*Given text:*
>>>>>

Japan has had to handle a constant threat of kaiju for many decades now, and as a child the way-too-aptly-named Kafka Hibino made a promise to his best friend Mina that they would both grow up to lead the Japan Anti-Kaiju Defense Force in charge of eliminating the threat. A couple decades later, she’s a national hero as a captain in the Force, while Kafka is in the private sector at age 32, cleaning up the enormous corpses and viscera Mina and her division leave behind. He hasn’t given up on his dreams, by any stretch; Kafka has failed every single enlistment application he’s submitted since he came of age, but he just keeps on trying.
Kafka and his work kohai, the upstart JAKDF hopeful Reno, manage to survive a kaiju attack at the end of a shift with minor injuries, but when they’re in the hospital, a potato-sized flying kaiju shoves itself down Kafka’s throat, causing him to transform into a kaiju. Fortunately, he’s able to change back to his human form just in time to pass the first round of Defense Force exams, with Reno warning him not to let anyone in on his secret during practical exams.
Kafka is pathetically weak in his human form and is repeatedly shown up by the daughter of the Defense Force’s director general, the young hotshot Kikoru (Fairouz Ai once again), but he manages to save her life when a training exercise goes haywire and forces him to transform and share his secret with her. Reno and Kikoru get in, no problem, while Kafka manages to squeak in as a cadet. Of course, without exposing his little-big kaiju secret, Kafka can’t do much to help in terms of actual combat, but he does frequently act as an unofficial tactician in directing his squadmates on the battlefield and, in a very smart writing decision, applying his professional knowledge of kaiju anatomy to help them identify and target weaknesses. 
And from there we get a whole lot of early military training and bonding, and not just with Kafka, Reno, Kikoru, and their division’s vice-commander, the giggly Hoshina: There’s also, uh, Man-Bun! And Muscles! And Shark Teeth! And the Token Women! You know, those guys. Yeah, this is ostensibly an ensemble cast, as any good battle shonen should be, but I really didn’t get much from anyone outside the main few characters other than identifying features. I’m sure we’ll get more out of them in subsequent seasons but I have little to work off of right now.

<<<<<

*Assigned task 1:* From the kaiju review above, quote the stretch from "Kafka is pathetically" through "and target weaknesses.".
*Assigned task 2:*
Answer these questions from the kaiju review above:
(a) How old is Kafka while he works in the private sector?
(b) What size is the flying kaiju that forces itself down Kafka's throat?
(c) Who is the vice-commander of the division?

*Records supplied:*

>>>>>

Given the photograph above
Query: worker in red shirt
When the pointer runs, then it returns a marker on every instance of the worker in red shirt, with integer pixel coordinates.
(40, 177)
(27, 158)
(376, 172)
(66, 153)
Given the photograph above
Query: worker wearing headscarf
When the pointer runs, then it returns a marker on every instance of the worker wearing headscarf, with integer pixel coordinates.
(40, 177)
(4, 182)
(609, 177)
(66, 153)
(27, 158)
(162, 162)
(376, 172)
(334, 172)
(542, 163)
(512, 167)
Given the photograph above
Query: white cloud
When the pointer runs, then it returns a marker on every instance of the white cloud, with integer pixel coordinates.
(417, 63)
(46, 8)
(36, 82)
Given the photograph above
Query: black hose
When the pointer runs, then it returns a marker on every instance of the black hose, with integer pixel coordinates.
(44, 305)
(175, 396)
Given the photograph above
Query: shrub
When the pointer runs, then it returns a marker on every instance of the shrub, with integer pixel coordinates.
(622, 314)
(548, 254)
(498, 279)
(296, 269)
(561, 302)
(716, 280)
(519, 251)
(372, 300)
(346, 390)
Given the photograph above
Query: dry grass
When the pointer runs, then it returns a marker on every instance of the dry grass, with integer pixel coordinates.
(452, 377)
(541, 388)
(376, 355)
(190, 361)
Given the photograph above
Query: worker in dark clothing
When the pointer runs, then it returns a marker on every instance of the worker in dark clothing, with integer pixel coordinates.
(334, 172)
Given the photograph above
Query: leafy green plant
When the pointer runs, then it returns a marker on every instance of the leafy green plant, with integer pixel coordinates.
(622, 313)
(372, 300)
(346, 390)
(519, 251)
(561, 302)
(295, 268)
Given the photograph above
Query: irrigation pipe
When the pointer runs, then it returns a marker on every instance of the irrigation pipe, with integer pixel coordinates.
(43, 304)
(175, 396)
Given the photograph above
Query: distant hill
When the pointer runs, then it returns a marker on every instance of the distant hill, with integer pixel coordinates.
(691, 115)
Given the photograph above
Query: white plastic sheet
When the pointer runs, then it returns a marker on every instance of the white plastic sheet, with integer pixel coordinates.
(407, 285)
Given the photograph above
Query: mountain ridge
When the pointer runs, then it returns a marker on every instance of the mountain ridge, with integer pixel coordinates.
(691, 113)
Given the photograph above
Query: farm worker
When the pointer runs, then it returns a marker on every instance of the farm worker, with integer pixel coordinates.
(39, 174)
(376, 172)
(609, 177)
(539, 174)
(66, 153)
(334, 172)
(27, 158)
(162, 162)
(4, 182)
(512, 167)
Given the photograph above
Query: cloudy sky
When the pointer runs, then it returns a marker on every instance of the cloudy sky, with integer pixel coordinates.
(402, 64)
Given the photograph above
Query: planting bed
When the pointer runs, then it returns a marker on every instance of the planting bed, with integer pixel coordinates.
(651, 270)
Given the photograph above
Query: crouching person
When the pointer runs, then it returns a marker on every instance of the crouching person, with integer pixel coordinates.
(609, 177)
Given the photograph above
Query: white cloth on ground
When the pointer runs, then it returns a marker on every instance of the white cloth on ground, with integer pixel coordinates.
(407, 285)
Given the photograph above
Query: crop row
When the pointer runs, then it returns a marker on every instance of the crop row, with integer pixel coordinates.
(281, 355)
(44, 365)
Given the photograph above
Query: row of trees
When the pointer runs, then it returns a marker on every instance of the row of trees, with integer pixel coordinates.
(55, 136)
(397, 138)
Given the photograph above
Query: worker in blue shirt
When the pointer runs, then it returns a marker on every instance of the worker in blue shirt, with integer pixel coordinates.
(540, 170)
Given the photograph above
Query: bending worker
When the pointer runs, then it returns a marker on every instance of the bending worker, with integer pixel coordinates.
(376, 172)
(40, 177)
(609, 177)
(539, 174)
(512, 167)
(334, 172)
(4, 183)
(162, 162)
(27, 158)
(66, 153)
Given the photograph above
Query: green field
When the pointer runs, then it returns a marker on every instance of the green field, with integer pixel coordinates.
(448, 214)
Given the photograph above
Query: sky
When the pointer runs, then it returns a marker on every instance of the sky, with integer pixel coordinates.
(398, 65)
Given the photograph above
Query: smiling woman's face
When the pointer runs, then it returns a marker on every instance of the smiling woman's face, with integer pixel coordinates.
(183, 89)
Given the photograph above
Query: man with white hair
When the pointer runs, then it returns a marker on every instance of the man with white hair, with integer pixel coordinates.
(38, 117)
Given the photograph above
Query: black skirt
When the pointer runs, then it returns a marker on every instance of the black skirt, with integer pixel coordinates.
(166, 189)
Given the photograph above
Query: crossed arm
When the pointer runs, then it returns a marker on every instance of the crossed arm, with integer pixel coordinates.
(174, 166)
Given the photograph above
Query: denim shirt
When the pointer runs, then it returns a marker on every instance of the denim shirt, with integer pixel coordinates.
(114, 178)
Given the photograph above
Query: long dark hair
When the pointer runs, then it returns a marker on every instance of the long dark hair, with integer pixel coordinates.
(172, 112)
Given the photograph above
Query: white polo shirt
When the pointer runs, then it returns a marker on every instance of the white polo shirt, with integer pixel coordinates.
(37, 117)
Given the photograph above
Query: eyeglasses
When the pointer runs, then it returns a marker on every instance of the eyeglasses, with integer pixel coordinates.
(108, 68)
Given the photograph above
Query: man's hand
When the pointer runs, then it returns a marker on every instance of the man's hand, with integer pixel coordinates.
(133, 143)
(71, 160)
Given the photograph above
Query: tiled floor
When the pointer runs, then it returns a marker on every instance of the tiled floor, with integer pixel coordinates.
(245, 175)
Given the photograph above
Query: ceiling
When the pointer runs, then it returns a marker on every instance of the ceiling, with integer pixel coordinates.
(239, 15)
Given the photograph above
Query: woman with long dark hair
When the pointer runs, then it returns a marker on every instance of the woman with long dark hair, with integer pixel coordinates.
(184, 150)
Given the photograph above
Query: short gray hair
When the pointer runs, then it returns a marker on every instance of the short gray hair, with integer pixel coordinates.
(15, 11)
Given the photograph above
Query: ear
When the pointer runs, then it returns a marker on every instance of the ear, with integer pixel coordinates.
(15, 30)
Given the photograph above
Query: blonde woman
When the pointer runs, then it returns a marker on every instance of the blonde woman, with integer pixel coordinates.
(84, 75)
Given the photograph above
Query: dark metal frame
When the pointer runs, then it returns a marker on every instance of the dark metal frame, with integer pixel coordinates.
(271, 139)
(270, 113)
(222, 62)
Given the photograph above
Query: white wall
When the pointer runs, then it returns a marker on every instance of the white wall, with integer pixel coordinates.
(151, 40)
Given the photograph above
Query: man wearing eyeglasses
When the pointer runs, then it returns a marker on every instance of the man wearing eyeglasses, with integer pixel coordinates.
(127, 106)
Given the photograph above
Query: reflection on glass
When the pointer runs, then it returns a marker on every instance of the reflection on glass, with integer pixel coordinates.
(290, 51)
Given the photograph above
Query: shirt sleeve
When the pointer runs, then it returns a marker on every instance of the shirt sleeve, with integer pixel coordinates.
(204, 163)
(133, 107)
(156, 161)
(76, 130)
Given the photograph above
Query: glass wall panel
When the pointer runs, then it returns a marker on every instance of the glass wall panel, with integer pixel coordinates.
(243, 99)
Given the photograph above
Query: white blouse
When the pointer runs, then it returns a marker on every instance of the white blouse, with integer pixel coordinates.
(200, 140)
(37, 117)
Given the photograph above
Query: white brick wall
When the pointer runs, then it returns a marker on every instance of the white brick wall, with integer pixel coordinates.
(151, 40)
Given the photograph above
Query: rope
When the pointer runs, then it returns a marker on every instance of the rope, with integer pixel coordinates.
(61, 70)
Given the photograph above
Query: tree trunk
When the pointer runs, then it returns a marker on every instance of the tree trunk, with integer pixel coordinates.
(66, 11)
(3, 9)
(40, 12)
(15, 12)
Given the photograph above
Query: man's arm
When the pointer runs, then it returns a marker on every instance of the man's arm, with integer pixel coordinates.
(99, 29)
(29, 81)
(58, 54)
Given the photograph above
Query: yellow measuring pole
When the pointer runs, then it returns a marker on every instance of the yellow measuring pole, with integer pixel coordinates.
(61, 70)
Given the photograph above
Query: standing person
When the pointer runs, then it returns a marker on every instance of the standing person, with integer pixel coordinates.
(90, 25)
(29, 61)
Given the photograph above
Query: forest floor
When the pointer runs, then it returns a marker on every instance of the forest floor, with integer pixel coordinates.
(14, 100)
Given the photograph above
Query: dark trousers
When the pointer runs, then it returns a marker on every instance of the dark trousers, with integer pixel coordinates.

<<<<<

*Task output 1:*
Kafka is pathetically weak in his human form and is repeatedly shown up by the daughter of the Defense Force’s director general, the young hotshot Kikoru (Fairouz Ai once again), but he manages to save her life when a training exercise goes haywire and forces him to transform and share his secret with her. Reno and Kikoru get in, no problem, while Kafka manages to squeak in as a cadet. Of course, without exposing his little-big kaiju secret, Kafka can’t do much to help in terms of actual combat, but he does frequently act as an unofficial tactician in directing his squadmates on the battlefield and, in a very smart writing decision, applying his professional knowledge of kaiju anatomy to help them identify and target weaknesses.

*Task output 2:*
(a) 32
(b) Potato-sized
(c) Hoshina